Set down each entry as it stands. Skip the pictures.

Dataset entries
▬▬▬▬▬▬▬▬▬▬
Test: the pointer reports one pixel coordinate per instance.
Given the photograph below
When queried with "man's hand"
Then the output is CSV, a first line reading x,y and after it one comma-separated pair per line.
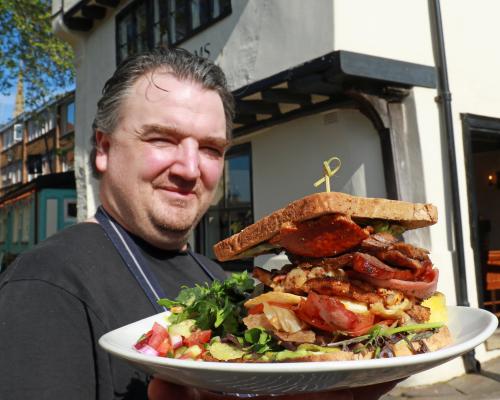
x,y
161,390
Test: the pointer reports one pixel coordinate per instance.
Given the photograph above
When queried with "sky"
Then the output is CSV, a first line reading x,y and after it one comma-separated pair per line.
▬▬▬▬▬▬▬▬▬▬
_ANSWER FOR THIS EXERCISE_
Test: the pointer reports one pixel coordinate per instance.
Given the photograph below
When queried with "man's hand"
Then the output is CSV, a first line reading x,y and after it one comma-separated pair per line.
x,y
161,390
Test: the pointer reports one pixel coordinate per instance.
Given the photograph above
When queried with "sky"
Then the output is CSV, a first line reading x,y and after it one comma-separated pair per line.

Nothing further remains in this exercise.